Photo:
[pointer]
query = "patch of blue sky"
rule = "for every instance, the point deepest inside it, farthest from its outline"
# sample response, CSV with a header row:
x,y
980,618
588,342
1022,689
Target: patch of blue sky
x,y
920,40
○ ○ ○
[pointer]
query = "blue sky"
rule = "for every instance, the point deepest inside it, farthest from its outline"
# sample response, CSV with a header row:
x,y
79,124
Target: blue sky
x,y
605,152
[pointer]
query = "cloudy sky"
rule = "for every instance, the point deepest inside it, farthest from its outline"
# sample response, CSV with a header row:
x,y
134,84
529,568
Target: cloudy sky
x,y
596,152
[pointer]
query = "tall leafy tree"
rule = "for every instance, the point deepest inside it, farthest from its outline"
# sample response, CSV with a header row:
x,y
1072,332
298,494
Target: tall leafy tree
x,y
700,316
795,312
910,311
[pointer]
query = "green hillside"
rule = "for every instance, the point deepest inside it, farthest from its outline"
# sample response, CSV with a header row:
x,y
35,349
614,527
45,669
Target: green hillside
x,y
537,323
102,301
○ ○ ○
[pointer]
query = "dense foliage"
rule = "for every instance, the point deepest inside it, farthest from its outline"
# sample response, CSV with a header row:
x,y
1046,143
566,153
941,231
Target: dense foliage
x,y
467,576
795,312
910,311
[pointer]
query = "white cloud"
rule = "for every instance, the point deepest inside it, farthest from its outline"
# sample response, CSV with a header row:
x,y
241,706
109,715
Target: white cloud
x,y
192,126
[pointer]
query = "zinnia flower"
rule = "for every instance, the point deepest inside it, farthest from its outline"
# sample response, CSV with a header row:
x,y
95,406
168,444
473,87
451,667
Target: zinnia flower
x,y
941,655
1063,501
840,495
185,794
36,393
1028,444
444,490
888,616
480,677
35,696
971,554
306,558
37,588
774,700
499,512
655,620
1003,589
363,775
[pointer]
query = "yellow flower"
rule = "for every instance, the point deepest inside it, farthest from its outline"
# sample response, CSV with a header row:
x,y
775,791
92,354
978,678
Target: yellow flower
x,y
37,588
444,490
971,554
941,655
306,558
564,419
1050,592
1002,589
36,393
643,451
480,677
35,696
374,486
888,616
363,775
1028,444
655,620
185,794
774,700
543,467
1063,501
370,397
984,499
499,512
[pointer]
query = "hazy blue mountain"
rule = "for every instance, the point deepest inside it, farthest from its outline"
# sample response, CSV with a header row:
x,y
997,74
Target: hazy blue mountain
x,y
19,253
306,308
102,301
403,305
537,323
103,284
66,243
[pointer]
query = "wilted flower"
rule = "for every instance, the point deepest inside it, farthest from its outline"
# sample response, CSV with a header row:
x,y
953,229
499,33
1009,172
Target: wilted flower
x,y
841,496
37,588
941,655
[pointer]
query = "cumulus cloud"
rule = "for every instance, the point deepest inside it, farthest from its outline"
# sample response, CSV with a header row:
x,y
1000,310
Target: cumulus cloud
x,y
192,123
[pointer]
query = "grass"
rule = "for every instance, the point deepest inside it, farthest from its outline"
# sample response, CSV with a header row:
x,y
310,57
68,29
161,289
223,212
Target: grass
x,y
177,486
○ ○ ○
**DO THIS:** How many lines in the listing above contain the word "flower"? Reply with the number alone.

**ANSWER FOR THE TASK:** 6